__Instructions to follow__.
Pull out every line with the word "vegetation" from the entries below.

__Records for the task__.
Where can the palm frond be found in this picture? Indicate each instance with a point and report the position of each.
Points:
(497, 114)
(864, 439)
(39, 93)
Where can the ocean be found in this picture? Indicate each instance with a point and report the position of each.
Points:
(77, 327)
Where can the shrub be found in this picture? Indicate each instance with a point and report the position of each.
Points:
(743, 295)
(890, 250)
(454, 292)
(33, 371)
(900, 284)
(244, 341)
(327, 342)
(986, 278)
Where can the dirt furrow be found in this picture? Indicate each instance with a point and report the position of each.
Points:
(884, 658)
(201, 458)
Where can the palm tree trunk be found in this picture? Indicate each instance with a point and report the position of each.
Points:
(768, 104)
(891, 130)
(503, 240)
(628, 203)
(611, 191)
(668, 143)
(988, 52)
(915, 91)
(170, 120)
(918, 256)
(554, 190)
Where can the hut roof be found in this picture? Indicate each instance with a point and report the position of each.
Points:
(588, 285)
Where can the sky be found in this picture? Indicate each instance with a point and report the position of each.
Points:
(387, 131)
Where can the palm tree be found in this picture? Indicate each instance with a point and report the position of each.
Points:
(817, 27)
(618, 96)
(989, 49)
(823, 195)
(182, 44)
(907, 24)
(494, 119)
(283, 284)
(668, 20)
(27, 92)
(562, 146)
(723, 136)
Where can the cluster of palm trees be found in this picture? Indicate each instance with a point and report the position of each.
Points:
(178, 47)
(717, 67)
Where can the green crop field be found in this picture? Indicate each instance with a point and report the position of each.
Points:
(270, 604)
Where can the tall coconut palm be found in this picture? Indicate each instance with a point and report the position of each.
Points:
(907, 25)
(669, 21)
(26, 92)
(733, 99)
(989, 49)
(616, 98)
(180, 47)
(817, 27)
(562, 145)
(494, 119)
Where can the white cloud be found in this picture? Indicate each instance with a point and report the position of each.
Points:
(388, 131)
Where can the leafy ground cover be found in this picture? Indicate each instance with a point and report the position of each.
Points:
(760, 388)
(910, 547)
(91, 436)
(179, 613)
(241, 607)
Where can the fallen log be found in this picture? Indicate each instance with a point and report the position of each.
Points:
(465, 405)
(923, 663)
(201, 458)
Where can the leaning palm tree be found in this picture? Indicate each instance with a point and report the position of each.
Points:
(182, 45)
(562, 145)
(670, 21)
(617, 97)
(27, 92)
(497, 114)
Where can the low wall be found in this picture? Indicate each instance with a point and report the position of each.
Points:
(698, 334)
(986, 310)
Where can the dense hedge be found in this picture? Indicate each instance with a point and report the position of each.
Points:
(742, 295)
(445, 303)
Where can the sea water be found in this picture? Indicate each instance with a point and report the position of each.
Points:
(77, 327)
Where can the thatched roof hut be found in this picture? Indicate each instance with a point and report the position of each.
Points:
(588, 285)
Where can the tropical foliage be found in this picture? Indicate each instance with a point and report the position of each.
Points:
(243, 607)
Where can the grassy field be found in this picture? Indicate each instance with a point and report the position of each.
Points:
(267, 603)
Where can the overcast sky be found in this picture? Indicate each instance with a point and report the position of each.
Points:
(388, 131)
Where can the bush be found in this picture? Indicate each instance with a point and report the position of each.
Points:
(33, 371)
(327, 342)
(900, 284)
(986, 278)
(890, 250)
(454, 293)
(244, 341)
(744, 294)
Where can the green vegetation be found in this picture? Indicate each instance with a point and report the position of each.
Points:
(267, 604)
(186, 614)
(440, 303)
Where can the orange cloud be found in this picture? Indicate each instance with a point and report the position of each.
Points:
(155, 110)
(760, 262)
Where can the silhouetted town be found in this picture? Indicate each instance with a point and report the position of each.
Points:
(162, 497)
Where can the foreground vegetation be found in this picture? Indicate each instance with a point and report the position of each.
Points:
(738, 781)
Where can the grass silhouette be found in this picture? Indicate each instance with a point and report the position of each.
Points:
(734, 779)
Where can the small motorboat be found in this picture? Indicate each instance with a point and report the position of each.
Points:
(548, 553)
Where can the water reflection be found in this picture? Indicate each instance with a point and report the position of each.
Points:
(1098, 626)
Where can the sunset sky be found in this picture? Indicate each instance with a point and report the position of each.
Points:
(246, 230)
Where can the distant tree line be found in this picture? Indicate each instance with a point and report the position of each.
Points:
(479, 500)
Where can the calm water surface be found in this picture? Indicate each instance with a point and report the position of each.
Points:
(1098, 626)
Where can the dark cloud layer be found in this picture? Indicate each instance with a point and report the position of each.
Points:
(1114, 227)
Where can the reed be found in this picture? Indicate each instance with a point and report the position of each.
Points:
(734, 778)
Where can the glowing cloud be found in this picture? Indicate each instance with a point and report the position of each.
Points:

__Completed task__.
Where can the green vegetation be found in this picture? Indicate each instance with a point and report the position of each.
Where can the foreground vegetation be found in this picture? Indicate each instance with a point and report the position of each.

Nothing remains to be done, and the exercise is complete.